Problem statement: Write out the records below from their start through the line containing "[277,194,302,279]", both ends included, character for character, and leave the pictures out.

Data listing:
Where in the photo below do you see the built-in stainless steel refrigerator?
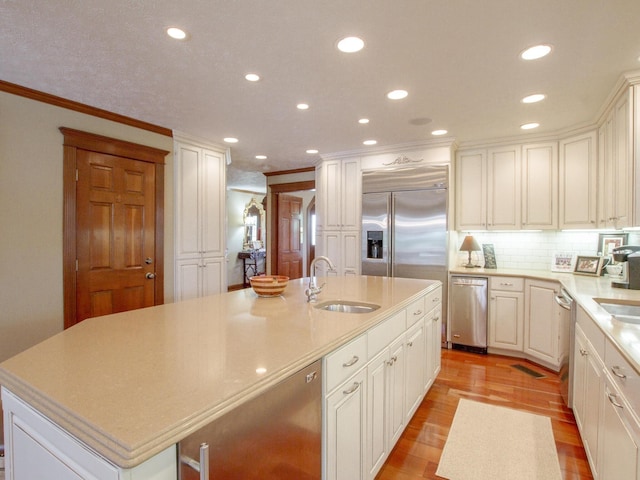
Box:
[361,166,448,341]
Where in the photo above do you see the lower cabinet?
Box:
[323,290,442,480]
[524,280,564,371]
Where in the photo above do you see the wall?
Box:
[0,92,173,362]
[227,189,267,287]
[452,231,640,271]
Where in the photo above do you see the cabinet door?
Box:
[488,290,524,352]
[559,131,598,229]
[365,349,390,479]
[200,150,226,257]
[326,370,367,480]
[456,150,487,230]
[524,280,560,368]
[522,142,558,230]
[598,377,640,480]
[487,145,522,230]
[405,321,427,423]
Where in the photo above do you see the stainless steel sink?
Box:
[315,300,380,313]
[594,298,640,325]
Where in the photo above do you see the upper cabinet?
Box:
[559,131,598,229]
[598,87,635,229]
[455,142,558,230]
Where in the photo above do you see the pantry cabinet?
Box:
[174,140,226,300]
[559,131,598,229]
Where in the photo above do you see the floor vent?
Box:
[511,364,544,378]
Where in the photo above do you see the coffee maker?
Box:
[607,245,640,290]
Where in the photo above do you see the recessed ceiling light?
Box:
[387,90,409,100]
[522,93,546,103]
[167,27,187,40]
[520,45,551,60]
[338,37,364,53]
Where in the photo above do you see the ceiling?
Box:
[0,0,640,191]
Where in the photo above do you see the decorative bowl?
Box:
[249,275,289,297]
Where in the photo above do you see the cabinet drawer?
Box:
[324,335,367,393]
[367,310,406,359]
[604,340,640,416]
[406,297,430,327]
[489,277,524,292]
[424,287,442,312]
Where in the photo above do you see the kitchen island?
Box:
[0,276,440,478]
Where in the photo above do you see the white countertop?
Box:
[0,276,439,468]
[450,267,640,374]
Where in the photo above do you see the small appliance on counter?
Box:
[607,245,640,290]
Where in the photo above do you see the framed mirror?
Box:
[242,198,265,250]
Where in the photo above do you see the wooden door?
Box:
[76,150,155,321]
[60,127,170,328]
[277,194,302,279]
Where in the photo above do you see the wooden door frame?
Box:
[60,127,171,329]
[267,180,316,274]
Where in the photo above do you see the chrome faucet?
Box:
[304,255,336,302]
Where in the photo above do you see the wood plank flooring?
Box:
[376,349,593,480]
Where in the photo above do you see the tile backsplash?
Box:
[456,231,640,270]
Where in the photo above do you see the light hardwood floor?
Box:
[376,349,593,480]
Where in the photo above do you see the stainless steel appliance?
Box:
[555,288,576,408]
[608,245,640,290]
[178,360,322,480]
[447,275,488,353]
[361,166,448,341]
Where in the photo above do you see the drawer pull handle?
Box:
[607,393,624,408]
[342,355,360,367]
[342,382,360,395]
[611,365,627,378]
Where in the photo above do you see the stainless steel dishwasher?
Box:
[447,275,487,353]
[178,360,322,480]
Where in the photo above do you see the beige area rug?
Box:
[436,398,562,480]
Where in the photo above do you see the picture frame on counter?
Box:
[573,255,603,277]
[551,252,576,273]
[598,233,629,257]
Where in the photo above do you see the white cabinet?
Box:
[524,280,565,371]
[598,88,634,229]
[174,140,226,300]
[573,320,604,478]
[2,390,177,480]
[598,375,640,480]
[488,277,524,352]
[325,369,367,480]
[316,158,362,275]
[323,288,442,480]
[319,158,362,230]
[558,131,598,229]
[522,142,558,230]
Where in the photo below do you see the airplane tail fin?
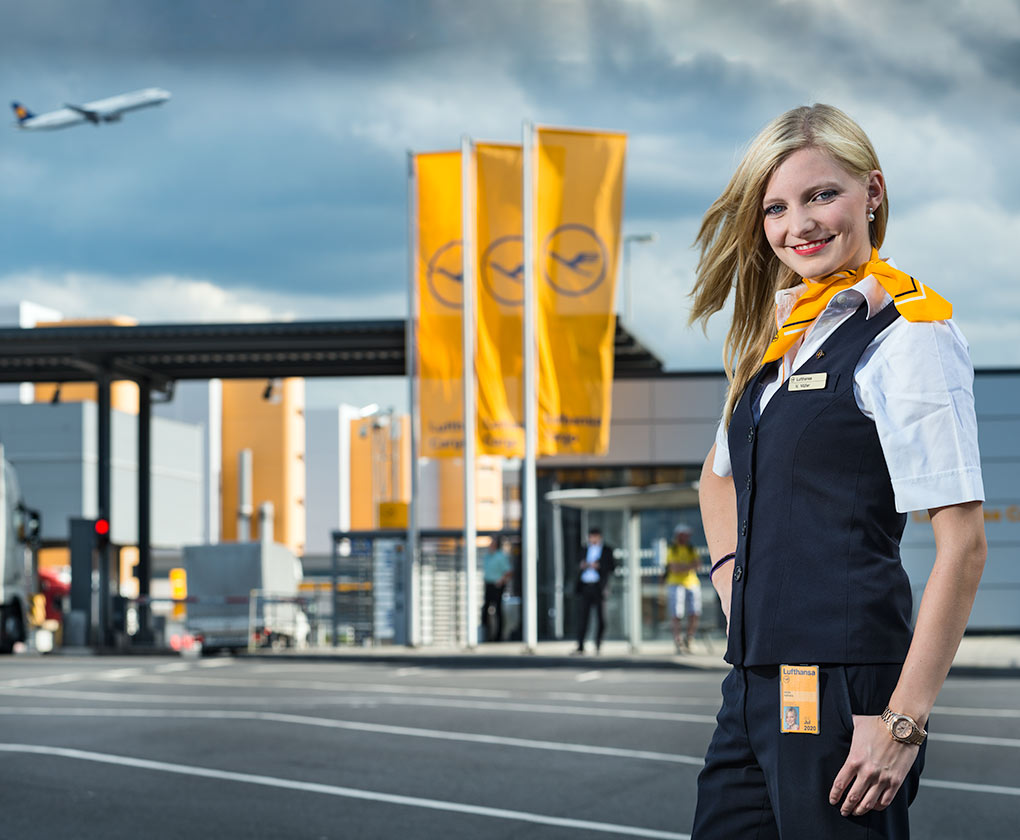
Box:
[10,102,35,122]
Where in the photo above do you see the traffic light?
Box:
[93,518,110,550]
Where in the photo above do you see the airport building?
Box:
[0,304,1020,644]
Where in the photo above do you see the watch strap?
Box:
[880,706,928,746]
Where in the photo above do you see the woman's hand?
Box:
[829,715,920,817]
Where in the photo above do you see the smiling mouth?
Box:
[794,233,835,254]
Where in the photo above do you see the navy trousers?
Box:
[692,665,926,840]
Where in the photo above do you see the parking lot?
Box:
[0,657,1020,840]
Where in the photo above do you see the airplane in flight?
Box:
[10,88,170,130]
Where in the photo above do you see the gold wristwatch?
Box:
[882,706,928,744]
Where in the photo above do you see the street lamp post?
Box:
[623,233,658,327]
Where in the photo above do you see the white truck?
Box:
[184,541,308,653]
[0,445,39,653]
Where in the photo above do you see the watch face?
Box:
[893,718,914,738]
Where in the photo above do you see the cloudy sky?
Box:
[0,0,1020,407]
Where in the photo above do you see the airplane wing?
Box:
[64,102,102,125]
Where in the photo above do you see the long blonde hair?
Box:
[691,105,888,426]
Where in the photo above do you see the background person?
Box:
[662,524,702,651]
[574,528,614,653]
[481,536,513,641]
[692,105,991,840]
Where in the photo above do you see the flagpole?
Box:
[521,122,539,651]
[403,151,421,646]
[460,135,478,647]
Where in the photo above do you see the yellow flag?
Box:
[414,152,464,458]
[474,143,524,458]
[536,128,626,455]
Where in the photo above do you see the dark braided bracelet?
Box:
[708,552,736,580]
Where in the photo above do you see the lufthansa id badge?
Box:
[779,665,820,735]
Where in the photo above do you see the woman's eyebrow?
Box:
[762,180,843,207]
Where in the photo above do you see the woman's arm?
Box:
[829,502,987,817]
[698,443,736,625]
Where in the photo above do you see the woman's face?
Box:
[762,148,885,277]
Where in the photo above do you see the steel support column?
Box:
[96,373,113,647]
[135,381,153,644]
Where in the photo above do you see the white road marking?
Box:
[85,671,720,708]
[931,705,1020,718]
[0,706,705,768]
[921,778,1020,796]
[928,732,1020,748]
[198,659,234,668]
[0,686,715,724]
[393,668,421,677]
[0,743,691,840]
[153,662,192,674]
[98,668,145,680]
[0,673,87,688]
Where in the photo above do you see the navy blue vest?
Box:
[726,304,911,666]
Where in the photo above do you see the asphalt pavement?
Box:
[0,657,1020,840]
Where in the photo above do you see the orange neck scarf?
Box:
[762,248,953,364]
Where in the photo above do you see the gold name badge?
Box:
[789,373,828,390]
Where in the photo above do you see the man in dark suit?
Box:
[575,528,613,653]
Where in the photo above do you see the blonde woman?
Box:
[692,105,985,840]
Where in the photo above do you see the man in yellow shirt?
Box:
[662,524,702,652]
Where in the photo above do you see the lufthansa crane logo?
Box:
[543,223,609,298]
[480,237,524,306]
[426,240,464,309]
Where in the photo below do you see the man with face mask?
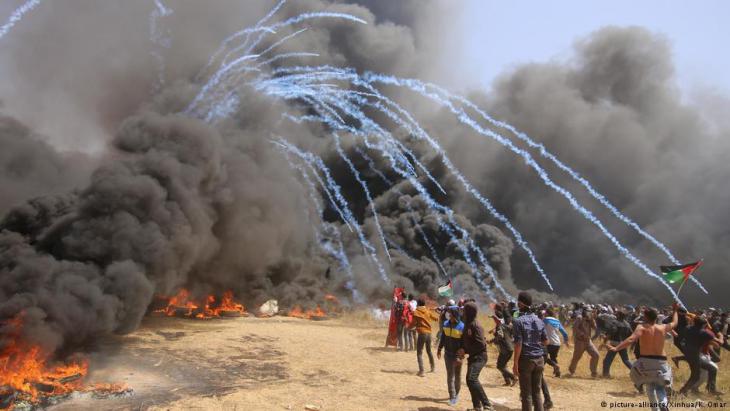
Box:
[462,301,493,411]
[609,304,678,411]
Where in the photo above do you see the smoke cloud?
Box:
[0,0,730,358]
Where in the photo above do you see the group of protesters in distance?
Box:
[384,292,730,411]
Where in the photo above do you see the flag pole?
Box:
[677,258,705,298]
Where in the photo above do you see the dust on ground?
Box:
[51,315,730,411]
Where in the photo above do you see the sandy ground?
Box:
[51,316,730,411]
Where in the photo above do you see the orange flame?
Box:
[154,288,246,319]
[0,313,126,408]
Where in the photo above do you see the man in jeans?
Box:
[609,303,678,411]
[603,311,632,378]
[461,302,493,411]
[436,306,464,406]
[568,309,598,378]
[512,291,547,411]
[413,298,439,377]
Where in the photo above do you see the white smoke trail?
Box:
[0,0,41,40]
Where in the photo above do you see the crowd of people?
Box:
[384,292,730,411]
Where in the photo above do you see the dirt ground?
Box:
[51,314,730,411]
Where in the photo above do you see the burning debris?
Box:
[153,288,248,319]
[0,314,132,409]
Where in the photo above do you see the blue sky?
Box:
[449,0,730,95]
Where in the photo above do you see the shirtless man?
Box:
[609,303,678,411]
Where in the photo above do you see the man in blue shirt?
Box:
[512,291,547,411]
[436,306,464,405]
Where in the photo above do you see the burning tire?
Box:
[218,310,245,318]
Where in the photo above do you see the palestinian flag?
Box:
[659,261,702,284]
[439,280,454,297]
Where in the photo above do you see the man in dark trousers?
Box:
[512,291,547,411]
[413,298,439,377]
[436,306,464,406]
[679,316,723,395]
[462,302,494,411]
[603,311,633,378]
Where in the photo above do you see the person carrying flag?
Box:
[413,298,439,377]
[436,304,464,406]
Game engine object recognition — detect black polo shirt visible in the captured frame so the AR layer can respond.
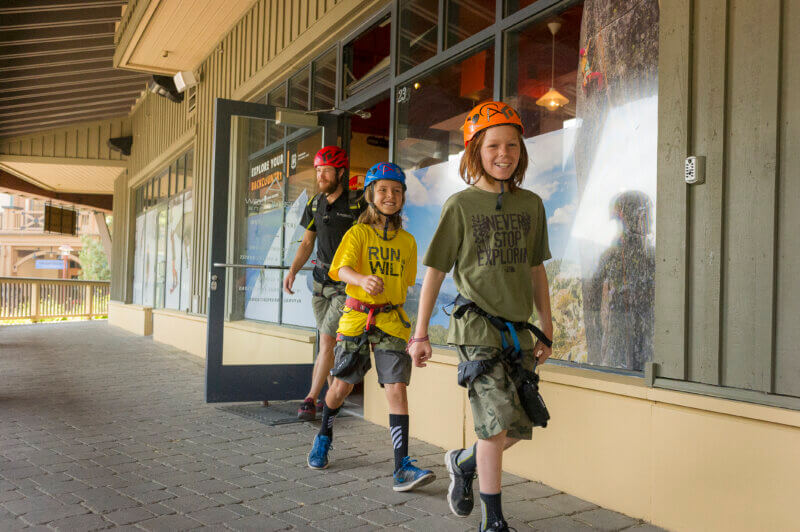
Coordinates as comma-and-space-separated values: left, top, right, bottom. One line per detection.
300, 192, 364, 283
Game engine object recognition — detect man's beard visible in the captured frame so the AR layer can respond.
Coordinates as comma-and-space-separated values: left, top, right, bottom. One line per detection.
319, 181, 339, 194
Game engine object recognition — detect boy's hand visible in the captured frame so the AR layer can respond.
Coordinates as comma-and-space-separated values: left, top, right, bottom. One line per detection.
533, 340, 553, 365
360, 275, 383, 296
408, 340, 433, 368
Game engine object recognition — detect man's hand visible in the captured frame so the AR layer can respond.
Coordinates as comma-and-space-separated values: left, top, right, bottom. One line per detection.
283, 270, 295, 294
359, 275, 383, 296
408, 340, 433, 368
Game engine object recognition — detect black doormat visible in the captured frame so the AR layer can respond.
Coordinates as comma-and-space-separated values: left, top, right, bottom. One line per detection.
217, 401, 350, 425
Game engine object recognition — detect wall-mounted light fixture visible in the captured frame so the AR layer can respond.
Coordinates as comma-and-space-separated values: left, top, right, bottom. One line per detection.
536, 22, 569, 111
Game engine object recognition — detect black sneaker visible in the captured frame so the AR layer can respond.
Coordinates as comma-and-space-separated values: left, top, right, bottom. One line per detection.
444, 449, 475, 517
297, 397, 317, 421
478, 521, 517, 532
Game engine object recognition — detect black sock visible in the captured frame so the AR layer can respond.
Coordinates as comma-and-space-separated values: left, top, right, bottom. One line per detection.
481, 493, 504, 530
456, 443, 478, 473
319, 403, 341, 439
389, 414, 408, 471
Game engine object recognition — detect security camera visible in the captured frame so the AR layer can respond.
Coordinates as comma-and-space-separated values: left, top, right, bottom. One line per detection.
150, 74, 183, 103
108, 137, 133, 155
172, 71, 197, 92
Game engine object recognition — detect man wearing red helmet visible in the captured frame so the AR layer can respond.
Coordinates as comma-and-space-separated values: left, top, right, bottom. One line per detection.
283, 146, 364, 421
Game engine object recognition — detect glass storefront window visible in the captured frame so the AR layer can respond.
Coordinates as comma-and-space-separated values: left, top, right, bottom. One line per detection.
445, 0, 497, 48
397, 0, 439, 73
132, 150, 194, 311
395, 44, 494, 169
268, 83, 286, 146
289, 68, 309, 111
505, 0, 539, 16
311, 49, 336, 110
503, 0, 658, 371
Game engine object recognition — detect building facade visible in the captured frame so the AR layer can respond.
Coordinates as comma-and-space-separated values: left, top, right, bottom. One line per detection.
0, 0, 800, 530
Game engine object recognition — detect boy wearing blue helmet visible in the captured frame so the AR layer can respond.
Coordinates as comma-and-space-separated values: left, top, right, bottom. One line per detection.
308, 163, 435, 491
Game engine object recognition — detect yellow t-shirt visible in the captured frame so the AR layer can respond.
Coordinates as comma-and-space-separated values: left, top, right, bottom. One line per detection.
328, 224, 417, 340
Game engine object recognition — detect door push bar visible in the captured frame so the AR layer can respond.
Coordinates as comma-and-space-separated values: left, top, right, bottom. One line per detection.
214, 262, 314, 271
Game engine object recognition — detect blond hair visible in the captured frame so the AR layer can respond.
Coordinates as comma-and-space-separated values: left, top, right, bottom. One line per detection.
458, 127, 528, 192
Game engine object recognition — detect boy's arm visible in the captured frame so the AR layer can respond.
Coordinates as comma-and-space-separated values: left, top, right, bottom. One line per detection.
338, 266, 383, 296
283, 229, 317, 294
531, 264, 553, 364
408, 266, 446, 368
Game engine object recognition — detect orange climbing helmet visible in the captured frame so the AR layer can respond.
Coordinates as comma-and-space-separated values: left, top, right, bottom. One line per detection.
464, 102, 524, 147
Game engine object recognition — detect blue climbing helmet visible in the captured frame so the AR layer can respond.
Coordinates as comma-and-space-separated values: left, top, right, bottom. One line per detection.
364, 163, 406, 191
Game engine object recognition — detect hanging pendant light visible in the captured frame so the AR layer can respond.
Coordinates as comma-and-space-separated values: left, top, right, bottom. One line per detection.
536, 22, 569, 111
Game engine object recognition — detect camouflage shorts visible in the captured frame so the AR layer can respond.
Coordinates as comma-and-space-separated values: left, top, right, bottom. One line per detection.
311, 281, 347, 337
331, 327, 411, 387
458, 345, 533, 440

Exercise answer:
Where in the photo below do you see the built-in stainless steel refrigerator?
Box:
[361,166,448,341]
Where in the photo above do you see the lower cabinet?
Box:
[323,290,442,480]
[524,280,564,371]
Where in the photo above do you see the wall?
Box:
[0,92,173,362]
[227,189,267,287]
[452,231,640,271]
Where in the photo above do you see the cabinet door?
Box:
[488,290,524,352]
[559,131,598,229]
[365,349,390,479]
[200,150,226,257]
[326,370,367,480]
[456,150,487,230]
[524,280,560,368]
[522,142,558,230]
[598,377,640,480]
[487,145,522,230]
[405,321,427,423]
Where in the photo above do you see the stainless steel sink?
Box:
[315,300,380,313]
[594,298,640,325]
Where in the photo above do you see the upper cabinet?
Box:
[559,131,598,229]
[598,87,635,229]
[455,142,558,230]
Where in the photo above do you see the pantry cabinet?
Box:
[174,140,226,300]
[559,131,598,229]
Where in the photo above do you see the floor vent?
Box:
[511,364,544,378]
Where in the photo above do you see the coffee maker?
Box:
[607,245,640,290]
Where in the photo above do you see the recessed ceiling light?
Box:
[387,90,409,100]
[522,93,546,103]
[167,27,187,40]
[520,45,551,60]
[338,37,364,53]
Where in the photo above do you see the ceiling?
Box:
[0,0,640,191]
Where in the photo above do you see the decorative bowl?
Box:
[249,275,289,297]
Where in the photo above do you see the cabinet drawer?
Box:
[324,335,367,393]
[367,310,406,359]
[604,340,640,416]
[406,297,430,327]
[489,277,524,292]
[424,287,442,312]
Where in the photo above do you see the kitchen island?
Box:
[0,276,440,478]
Where in the photo above do you see the white countertop?
Box:
[0,276,439,468]
[450,267,640,374]
Where in the photo above do you see the small appliance on counter?
Box:
[607,245,640,290]
Where in the photo above do you see the framed mirror?
Box:
[242,198,265,250]
Where in the photo above do you see the wooden door?
Box:
[76,150,155,321]
[60,127,170,328]
[277,194,302,279]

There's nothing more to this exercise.